## About this exercise
Set down all of the data exactly as it appears.

## Supplied data

==*==

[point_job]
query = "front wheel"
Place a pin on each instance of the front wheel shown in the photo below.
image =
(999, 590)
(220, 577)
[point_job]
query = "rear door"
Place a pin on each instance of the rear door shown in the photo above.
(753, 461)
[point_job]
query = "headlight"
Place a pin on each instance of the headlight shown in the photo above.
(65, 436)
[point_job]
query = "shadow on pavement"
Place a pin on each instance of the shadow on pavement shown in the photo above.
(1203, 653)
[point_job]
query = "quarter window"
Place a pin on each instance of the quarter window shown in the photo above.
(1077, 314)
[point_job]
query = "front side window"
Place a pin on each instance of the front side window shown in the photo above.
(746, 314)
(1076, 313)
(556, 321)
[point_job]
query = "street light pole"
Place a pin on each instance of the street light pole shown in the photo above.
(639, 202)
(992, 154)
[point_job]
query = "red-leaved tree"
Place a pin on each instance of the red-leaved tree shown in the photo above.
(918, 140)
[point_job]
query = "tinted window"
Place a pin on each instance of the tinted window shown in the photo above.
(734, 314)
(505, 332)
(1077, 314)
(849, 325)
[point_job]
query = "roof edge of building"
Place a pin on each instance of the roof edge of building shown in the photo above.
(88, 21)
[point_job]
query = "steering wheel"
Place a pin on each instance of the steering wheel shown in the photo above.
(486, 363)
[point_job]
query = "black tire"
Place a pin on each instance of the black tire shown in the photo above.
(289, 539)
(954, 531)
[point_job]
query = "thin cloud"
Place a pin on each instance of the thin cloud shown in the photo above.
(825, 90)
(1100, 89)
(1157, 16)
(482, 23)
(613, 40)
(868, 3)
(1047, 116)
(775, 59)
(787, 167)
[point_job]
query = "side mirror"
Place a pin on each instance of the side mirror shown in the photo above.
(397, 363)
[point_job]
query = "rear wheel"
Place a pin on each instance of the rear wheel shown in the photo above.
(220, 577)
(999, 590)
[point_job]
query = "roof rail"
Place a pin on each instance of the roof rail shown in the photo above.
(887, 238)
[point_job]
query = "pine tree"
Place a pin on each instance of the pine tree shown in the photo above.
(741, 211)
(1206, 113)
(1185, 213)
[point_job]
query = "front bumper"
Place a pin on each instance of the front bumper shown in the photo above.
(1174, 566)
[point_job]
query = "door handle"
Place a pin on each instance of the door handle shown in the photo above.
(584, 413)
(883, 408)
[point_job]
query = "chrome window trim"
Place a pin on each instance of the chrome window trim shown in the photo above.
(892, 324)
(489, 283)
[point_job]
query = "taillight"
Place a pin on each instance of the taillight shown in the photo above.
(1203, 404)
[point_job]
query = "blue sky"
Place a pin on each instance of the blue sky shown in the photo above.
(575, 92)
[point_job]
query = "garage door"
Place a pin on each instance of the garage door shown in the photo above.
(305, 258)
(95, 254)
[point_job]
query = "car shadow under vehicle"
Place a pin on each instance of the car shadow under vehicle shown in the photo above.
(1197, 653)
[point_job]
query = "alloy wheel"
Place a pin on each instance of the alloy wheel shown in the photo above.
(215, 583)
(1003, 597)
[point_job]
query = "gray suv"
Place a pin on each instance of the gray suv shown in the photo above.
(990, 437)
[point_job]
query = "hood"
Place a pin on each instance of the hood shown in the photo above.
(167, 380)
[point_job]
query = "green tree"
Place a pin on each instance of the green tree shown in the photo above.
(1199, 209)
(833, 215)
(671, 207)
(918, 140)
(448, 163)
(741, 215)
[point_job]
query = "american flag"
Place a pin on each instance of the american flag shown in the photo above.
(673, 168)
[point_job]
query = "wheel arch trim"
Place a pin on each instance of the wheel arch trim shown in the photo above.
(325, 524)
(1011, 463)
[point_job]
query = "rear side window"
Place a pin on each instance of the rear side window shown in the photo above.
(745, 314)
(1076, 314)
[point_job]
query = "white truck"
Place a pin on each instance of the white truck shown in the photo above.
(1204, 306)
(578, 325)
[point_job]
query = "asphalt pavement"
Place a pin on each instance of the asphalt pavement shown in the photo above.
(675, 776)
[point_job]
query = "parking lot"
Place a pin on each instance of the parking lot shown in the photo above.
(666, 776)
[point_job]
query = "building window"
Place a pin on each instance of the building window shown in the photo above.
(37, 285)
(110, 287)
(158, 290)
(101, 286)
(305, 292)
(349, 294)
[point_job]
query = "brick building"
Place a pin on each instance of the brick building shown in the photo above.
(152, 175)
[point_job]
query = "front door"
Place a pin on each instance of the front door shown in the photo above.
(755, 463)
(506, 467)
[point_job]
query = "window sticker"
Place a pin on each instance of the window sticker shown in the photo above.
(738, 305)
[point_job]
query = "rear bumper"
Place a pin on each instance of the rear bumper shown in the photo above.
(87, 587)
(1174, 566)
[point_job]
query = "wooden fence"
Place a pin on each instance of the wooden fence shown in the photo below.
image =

==*==

## Written response
[point_job]
query = "front wheel"
Place a pin on each instance of the front wheel shown in the photo below.
image =
(999, 590)
(220, 577)
[point_job]
query = "rear door"
Place a pin on each instance of the rear door shown in the photo above.
(753, 461)
[point_job]
query = "headlight"
Place a pin on each instance of the headlight shown in the photo above.
(65, 436)
[point_job]
query = "shadow on pavement"
Place a pin on each instance of the shadow on pavement shown in the photo above.
(1203, 653)
[point_job]
query = "quarter window"
Place a pin on each instance of the quarter window shown in the photo above.
(1077, 314)
[point_job]
query = "front side window"
Place a pin on each instance of the front side window shown in the photo above.
(746, 314)
(1076, 313)
(556, 321)
[point_job]
query = "street light pole"
Place a pin on each instance of the street light pole shown in the photo above.
(639, 202)
(992, 154)
[point_job]
query = "red-leaved tree"
Place a pin on each instance of the red-leaved tree shown in the photo above.
(918, 140)
[point_job]
query = "tinted window"
Place a pin on each instance of the tinted window shown in the photo above.
(734, 314)
(505, 332)
(1077, 314)
(849, 325)
[point_job]
query = "roof edge of building"
Place a pin on each instance of the roof edge of building shown in the photo above.
(88, 21)
[point_job]
query = "steering wheel"
Place a pin on each instance of the steering wheel shown in the photo above.
(486, 363)
[point_job]
query = "black tire"
Place a pin on each instance of the black tire shown in the photo above.
(289, 539)
(954, 531)
[point_job]
query = "thin cloud"
Place a pin on each instance of the thin cloud shown in the photo above.
(825, 90)
(1100, 89)
(1157, 16)
(482, 23)
(613, 40)
(868, 3)
(1047, 116)
(775, 59)
(787, 167)
[point_job]
query = "side mirror"
Place a pin on each instance of the side mirror shown in the photo above.
(397, 363)
[point_job]
query = "rear wheel"
Place a pin on each instance of the rear wheel shown in the photo above.
(220, 577)
(999, 590)
[point_job]
query = "roof rail"
Place a pin on each instance of the roof rail shown in the photo above.
(887, 238)
[point_job]
query = "pine tree"
Place a pin on each instance of the pine tree shown in the photo above.
(741, 211)
(1206, 113)
(1185, 213)
[point_job]
query = "front bumper"
Place a pin on each instance of the front bumper shown in the photo above.
(1174, 566)
[point_job]
query = "door handle"
Place a pin on each instance of the door handle shown in the photo above.
(584, 413)
(883, 408)
[point_job]
query = "chrome window trim"
Place a pin on each instance of the chrome window trim shown in the photo above.
(892, 324)
(489, 283)
[point_job]
query = "taillight"
Place a pin on each instance of the taillight shown in the photo above.
(1203, 404)
[point_job]
query = "blue sky"
Place a pin on each instance of the blue sky shown in the photo above.
(575, 92)
[point_job]
query = "garage door"
Place a pin on each instance of the garage door shown in the photo above.
(305, 258)
(95, 254)
[point_job]
query = "car shadow under vehicle"
Place a pin on each instance of the car shadow under vehicle shown in the photo above.
(1197, 653)
[point_job]
query = "alloy wheel"
Place a pin on each instance of the alloy wheel shown in the photo above.
(215, 583)
(1003, 597)
[point_job]
query = "gray suv"
Place a pin on each instance of the gray suv shown in the photo above.
(990, 437)
[point_job]
query = "hood"
Place a pin on each instance of the hood shown in the photo above.
(167, 380)
[point_job]
query = "green tree"
Place a pin on each instance of the green tree shown in the photo above.
(1199, 209)
(833, 215)
(671, 207)
(918, 140)
(448, 163)
(741, 215)
[point_job]
query = "american flag"
Place a pin on each instance of the american flag shown in the photo above.
(673, 168)
[point_job]
query = "wheel arch trim"
Place a pin on each instance of the wheel arch trim shown in the photo above.
(325, 524)
(1011, 463)
[point_job]
query = "rear side window"
Place a pin on each instance of the rear side window shown in the photo above.
(745, 314)
(1076, 314)
[point_job]
query = "white truck"
Place a pin on each instance of the white truck shown in the photo above.
(1204, 306)
(578, 325)
[point_job]
query = "asphalt pavement"
Place a pin on each instance of the asphalt pavement shown in the photo above.
(675, 776)
[point_job]
query = "parking lot"
Place a pin on each instance of the parking lot shown in the photo above.
(666, 776)
[point_job]
query = "building window"
Place a pin on each instance of the building window shown in the photo above.
(37, 285)
(110, 287)
(158, 290)
(101, 286)
(305, 292)
(349, 294)
[point_job]
query = "brick building"
Place a pin on each instance of the brick building shown in the photo above.
(152, 175)
[point_job]
query = "front door"
Place a pin on each instance of the front door shown in the photo above.
(755, 463)
(506, 467)
[point_job]
query = "window sticker"
Place a pin on each instance of the window sticker shown in the photo above.
(738, 305)
[point_job]
query = "rear bumper"
Place a pin on each instance of the rear bumper shown in the photo above.
(87, 587)
(1174, 566)
[point_job]
query = "wooden fence"
Place a pin on each instance of the wooden fence shown in the photo below.
image =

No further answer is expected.